++++ Input for this task

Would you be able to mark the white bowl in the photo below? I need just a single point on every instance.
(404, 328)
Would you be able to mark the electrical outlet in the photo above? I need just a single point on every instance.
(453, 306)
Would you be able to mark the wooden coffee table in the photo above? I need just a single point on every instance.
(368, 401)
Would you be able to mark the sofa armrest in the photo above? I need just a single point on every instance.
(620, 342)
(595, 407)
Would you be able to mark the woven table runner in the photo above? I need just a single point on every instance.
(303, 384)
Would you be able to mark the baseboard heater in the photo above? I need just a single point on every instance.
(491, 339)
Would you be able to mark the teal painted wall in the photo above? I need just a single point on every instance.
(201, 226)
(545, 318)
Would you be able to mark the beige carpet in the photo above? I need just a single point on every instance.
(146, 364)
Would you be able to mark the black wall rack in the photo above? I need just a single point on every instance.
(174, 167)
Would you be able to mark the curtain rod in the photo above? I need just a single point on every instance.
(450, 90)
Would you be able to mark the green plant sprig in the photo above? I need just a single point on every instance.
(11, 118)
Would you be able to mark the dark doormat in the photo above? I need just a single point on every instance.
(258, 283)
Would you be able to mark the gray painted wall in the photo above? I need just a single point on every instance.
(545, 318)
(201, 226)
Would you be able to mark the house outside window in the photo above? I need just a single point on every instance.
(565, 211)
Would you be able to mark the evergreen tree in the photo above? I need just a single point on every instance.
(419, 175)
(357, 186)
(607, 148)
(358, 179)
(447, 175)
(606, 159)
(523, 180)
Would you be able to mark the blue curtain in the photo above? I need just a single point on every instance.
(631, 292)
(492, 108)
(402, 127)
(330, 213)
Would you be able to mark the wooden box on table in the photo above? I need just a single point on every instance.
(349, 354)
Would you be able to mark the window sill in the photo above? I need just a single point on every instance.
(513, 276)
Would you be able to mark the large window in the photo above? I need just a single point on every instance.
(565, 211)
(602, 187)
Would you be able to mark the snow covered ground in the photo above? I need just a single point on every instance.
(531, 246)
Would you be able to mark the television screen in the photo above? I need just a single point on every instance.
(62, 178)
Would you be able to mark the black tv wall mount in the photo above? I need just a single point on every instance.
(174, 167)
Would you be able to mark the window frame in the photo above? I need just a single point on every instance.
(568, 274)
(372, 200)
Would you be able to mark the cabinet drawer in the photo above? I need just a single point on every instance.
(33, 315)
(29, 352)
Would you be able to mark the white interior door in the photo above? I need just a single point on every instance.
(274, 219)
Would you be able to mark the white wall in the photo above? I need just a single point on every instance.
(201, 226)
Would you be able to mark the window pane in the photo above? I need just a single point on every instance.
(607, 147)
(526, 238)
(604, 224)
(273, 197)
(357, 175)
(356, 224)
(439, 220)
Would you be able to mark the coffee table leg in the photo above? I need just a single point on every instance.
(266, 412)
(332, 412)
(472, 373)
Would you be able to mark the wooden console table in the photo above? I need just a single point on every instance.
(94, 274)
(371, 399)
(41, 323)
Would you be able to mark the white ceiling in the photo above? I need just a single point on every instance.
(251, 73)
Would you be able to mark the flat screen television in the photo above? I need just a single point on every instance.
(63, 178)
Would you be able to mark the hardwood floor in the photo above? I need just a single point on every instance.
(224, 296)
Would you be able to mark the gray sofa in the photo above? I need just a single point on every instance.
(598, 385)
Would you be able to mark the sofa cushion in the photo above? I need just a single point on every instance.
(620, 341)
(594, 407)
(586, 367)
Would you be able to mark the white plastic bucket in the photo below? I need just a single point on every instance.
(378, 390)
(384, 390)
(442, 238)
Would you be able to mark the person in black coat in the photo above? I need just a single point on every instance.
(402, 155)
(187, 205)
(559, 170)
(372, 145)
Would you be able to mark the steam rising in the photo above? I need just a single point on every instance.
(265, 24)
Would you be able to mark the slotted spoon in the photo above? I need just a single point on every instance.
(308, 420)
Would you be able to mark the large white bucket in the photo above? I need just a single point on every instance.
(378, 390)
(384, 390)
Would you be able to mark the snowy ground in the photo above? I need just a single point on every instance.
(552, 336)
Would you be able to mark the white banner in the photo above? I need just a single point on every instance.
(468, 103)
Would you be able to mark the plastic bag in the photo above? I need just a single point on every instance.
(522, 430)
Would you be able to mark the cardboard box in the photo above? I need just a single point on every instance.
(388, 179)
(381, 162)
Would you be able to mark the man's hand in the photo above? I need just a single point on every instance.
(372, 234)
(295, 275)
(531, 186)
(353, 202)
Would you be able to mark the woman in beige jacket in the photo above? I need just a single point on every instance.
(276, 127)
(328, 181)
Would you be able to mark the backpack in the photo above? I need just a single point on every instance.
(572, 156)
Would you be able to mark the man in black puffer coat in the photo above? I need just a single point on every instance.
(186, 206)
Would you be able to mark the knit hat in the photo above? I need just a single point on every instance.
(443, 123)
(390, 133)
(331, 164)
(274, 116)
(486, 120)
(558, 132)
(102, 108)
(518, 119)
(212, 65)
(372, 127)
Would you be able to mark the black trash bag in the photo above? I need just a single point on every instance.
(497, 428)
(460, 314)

++++++++

### Problem requirements
Output the whole listing word for word.

### The answer
Would you be able to mark the white bowl in the photo below? I need just a single point on every instance.
(404, 328)
Would you be able to mark the electrical outlet in the photo above? I need just a single point on every instance.
(453, 306)
Would you be able to mark the wooden coffee table in the photo above? I need just a single point on every instance.
(368, 401)
Would you be able to mark the sofa armrest in the photo above? I need just a single point on every instance.
(620, 342)
(595, 407)
Would you be able to mark the woven table runner in the photo above? I need just a single point on every instance.
(303, 384)
Would you be able to mark the baseboard heater in the photo above? I need just a single point on every instance.
(491, 339)
Would you be able to mark the teal painted wall in the photo above? I need just a single point on every instance.
(201, 226)
(545, 318)
Would you be able to mark the beige carpet in the photo above? I need just a single point on every instance.
(146, 364)
Would you be able to mark the black wall rack in the photo above? I need just a single point on every instance.
(174, 167)
Would you be able to mark the curtain rod in the photo above? I need just a single point on every instance.
(450, 90)
Would you be able to mark the green plant sprig in the photo above? I need just a single point on every instance.
(11, 118)
Would you be able to mark the dark doormat in the photo above? I need just a single point on every instance.
(258, 283)
Would you be able to mark the gray painted wall in the photo above? I need just a single point on every instance.
(545, 318)
(201, 226)
Would you be able to mark the house outside window in the photo above? I need just a single point on every instance.
(565, 211)
Would you be able to mark the evergreen tree in the photo above? I need just a single point on every instance.
(419, 175)
(357, 186)
(607, 148)
(358, 179)
(447, 175)
(606, 159)
(523, 180)
Would you be able to mark the blue curtain in the photo above? I need just a single point on every instance.
(631, 292)
(492, 108)
(402, 127)
(330, 213)
Would you be able to mark the wooden box on table in the photo above? I need just a single point on every instance.
(349, 354)
Would you be able to mark the window sill in the photo above? I need just a single point on every instance.
(513, 276)
Would you be able to mark the large window in the photo above? I need just a single point on every instance.
(565, 211)
(602, 187)
Would you be able to mark the snow covered ground in the photo above? I need just a single point on every instance.
(531, 246)
Would you be able to mark the television screen in the photo above? I need just a single point on every instance.
(62, 178)
Would you be able to mark the black tv wall mount in the photo above? I need just a single point on every instance.
(174, 167)
Would you be able to mark the window frame in the photo above? I need just a single point on every instance.
(568, 274)
(372, 200)
Would you be able to mark the cabinet drawer in the photo above? I need just a single point on every instance.
(33, 315)
(29, 352)
Would you be able to mark the white interior door in the photo above? I need just a single point on every instance.
(274, 219)
Would you be able to mark the white wall in the photo above? I need just a single point on every instance.
(201, 226)
Would you be able to mark the window pane in the photo above? I need just a single point on every instance.
(607, 147)
(526, 238)
(604, 224)
(273, 197)
(357, 175)
(356, 224)
(439, 220)
Would you be able to mark the coffee table leg in the photo above? I need just a single point on every instance.
(266, 412)
(332, 412)
(472, 373)
Would you be able to mark the wooden console table in the photo above? I need just a single point on every instance.
(94, 274)
(371, 399)
(41, 323)
Would you be able to mark the white ceiling in the photo above? I need just a single point on every instance.
(251, 73)
Would you be able to mark the flat screen television in the photo above? I need just a single point on every instance.
(63, 178)
Would you be able to mark the hardwood floor in the photo above? I need just a single point on every instance.
(224, 296)
Would you be able to mark the gray sofa in the photo above? I need just a single point on every instance.
(598, 385)
Would you be able to mark the sofa cushion in the photo above? I need just a single point on every instance.
(620, 341)
(594, 407)
(586, 367)
Would you be able to mark the white plastic bucket in the photo below? I need just a single point on every instance.
(378, 390)
(384, 390)
(442, 238)
Would you be able to mark the person in black coat in the photo above? I need just a single point on every instance.
(402, 155)
(187, 205)
(559, 170)
(372, 145)
Would you be able to mark the steam rising in the photo above? I need just a single point on every instance.
(265, 24)
Would you be able to mark the slotted spoon in the photo above? I need just a single point on every instance.
(308, 420)
Would you be able to mark the large white bucket in the photo above? I need just a single point on every instance.
(378, 390)
(384, 390)
Would you be able to mark the snowy ground in the photo above? I need just a single point on every instance.
(552, 336)
Would you be able to mark the white banner in the photo above? I need just a single point on every instance.
(468, 103)
Would you be able to mark the plastic bag in the photo above? I need just a single point on every instance.
(522, 430)
Would you be able to mark the cardboard box in the photo above? I need just a single point on every instance.
(388, 179)
(381, 162)
Would you be able to mark the man's hand in the photo above? I need just a single point on every instance.
(372, 234)
(295, 275)
(531, 186)
(353, 202)
Would you be able to mark the woman in beige jacket in the photo above? I need just a single point on every instance.
(276, 127)
(328, 181)
Would you be able to mark the backpack in the photo above? I need just a single point on every instance.
(572, 156)
Would you be able to mark the man in black puffer coat in the photo above? I need just a single point on every instance.
(186, 206)
Would you be able to mark the knit hat in the photo above? I need just a single point on every instance.
(443, 123)
(390, 133)
(331, 164)
(274, 116)
(486, 120)
(558, 132)
(102, 108)
(518, 119)
(212, 65)
(372, 127)
Would you be able to mark the black trash bag in the photo above? I need just a single point on every instance.
(497, 428)
(460, 314)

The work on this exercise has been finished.